*** Begin section ***
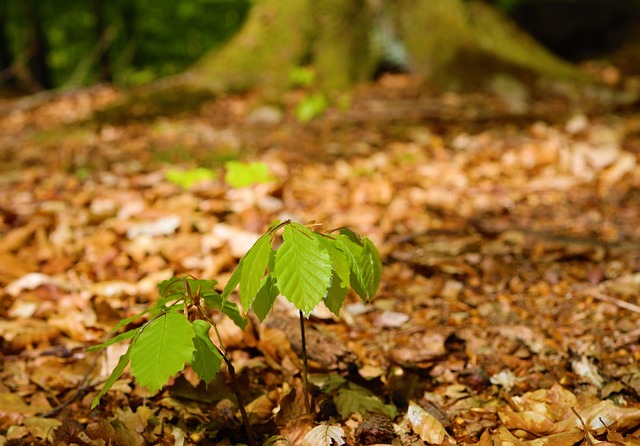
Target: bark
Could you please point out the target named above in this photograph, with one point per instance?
(38, 46)
(6, 55)
(452, 44)
(278, 36)
(104, 63)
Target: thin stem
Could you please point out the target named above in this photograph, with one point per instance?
(307, 397)
(234, 379)
(243, 411)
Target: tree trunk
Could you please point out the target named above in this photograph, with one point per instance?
(452, 44)
(38, 48)
(105, 73)
(280, 35)
(6, 55)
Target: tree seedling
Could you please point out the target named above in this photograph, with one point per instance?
(307, 268)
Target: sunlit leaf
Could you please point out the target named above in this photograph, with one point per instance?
(115, 374)
(426, 425)
(206, 359)
(339, 261)
(371, 267)
(161, 350)
(335, 295)
(265, 298)
(364, 263)
(233, 282)
(324, 435)
(254, 264)
(241, 174)
(302, 268)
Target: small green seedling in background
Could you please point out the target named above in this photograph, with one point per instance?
(241, 174)
(311, 106)
(302, 77)
(307, 268)
(189, 178)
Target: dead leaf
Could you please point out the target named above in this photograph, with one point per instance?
(324, 435)
(426, 425)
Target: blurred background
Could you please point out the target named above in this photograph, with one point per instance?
(48, 44)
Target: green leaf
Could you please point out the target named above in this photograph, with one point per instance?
(359, 400)
(246, 174)
(188, 178)
(214, 301)
(161, 350)
(352, 252)
(233, 282)
(206, 359)
(339, 261)
(254, 264)
(265, 298)
(115, 374)
(335, 295)
(121, 337)
(364, 263)
(371, 268)
(302, 268)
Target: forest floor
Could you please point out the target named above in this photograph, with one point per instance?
(508, 310)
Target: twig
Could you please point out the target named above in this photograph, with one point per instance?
(613, 300)
(587, 435)
(82, 388)
(307, 396)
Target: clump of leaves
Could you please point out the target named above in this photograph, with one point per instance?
(155, 356)
(177, 334)
(351, 398)
(307, 268)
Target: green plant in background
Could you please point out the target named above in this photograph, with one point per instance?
(189, 178)
(302, 77)
(241, 174)
(307, 268)
(311, 106)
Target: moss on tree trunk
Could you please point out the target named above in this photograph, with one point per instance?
(279, 36)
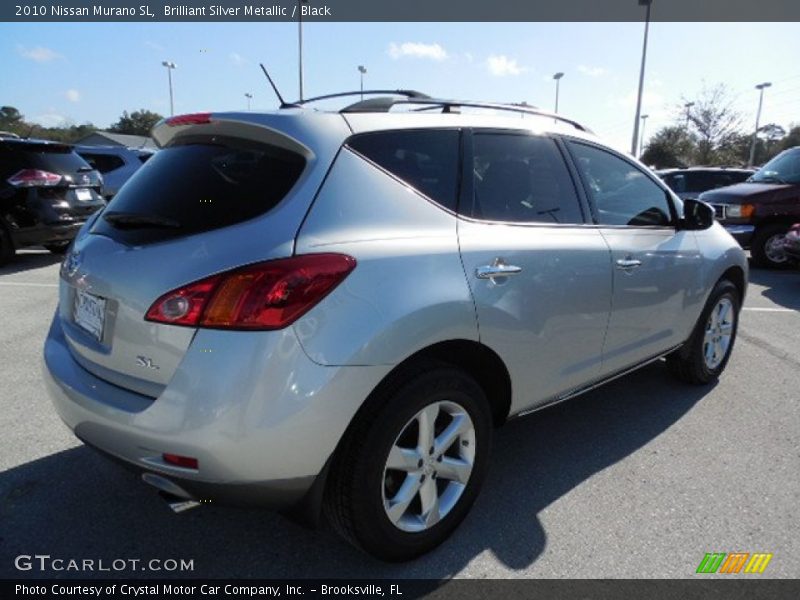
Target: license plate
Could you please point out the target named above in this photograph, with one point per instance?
*** End section ***
For this answer, return word for word the lines from the first line of the records through the line containing "Target: green leaf". Omit the pictures.

Target: bark
Could you please point out the target named above in this photograph, with one point per instance?
(38, 46)
(6, 55)
(452, 44)
(278, 36)
(104, 63)
Target: thin stem
Could you please point out the target named above in this photograph, with one point per instance?
(307, 397)
(234, 379)
(243, 411)
Target: tree trunk
Could you please point out the target named above in this photograph, with one point per instance?
(452, 44)
(38, 48)
(105, 73)
(280, 35)
(6, 55)
Target: tree seedling
Could you please point out the target named above in this photograph, with one point per instance?
(307, 268)
Target: sunlit leaf
Could you please point out the target named above in this photograph, with one point per instance?
(115, 374)
(426, 425)
(206, 359)
(339, 261)
(371, 267)
(161, 350)
(335, 295)
(265, 298)
(364, 263)
(233, 282)
(324, 435)
(254, 264)
(241, 174)
(302, 268)
Target: small green seedling in background
Could you please point out the target named above in this photograph, with one point per instance?
(241, 174)
(311, 106)
(302, 77)
(307, 268)
(189, 178)
Target: dead leaf
Could you please point out the target named above in this photograph, with one point per instance?
(324, 435)
(426, 425)
Target: blurred background
Could you please point out the target named above in this photograph, with one point per instance?
(48, 44)
Target: green leaf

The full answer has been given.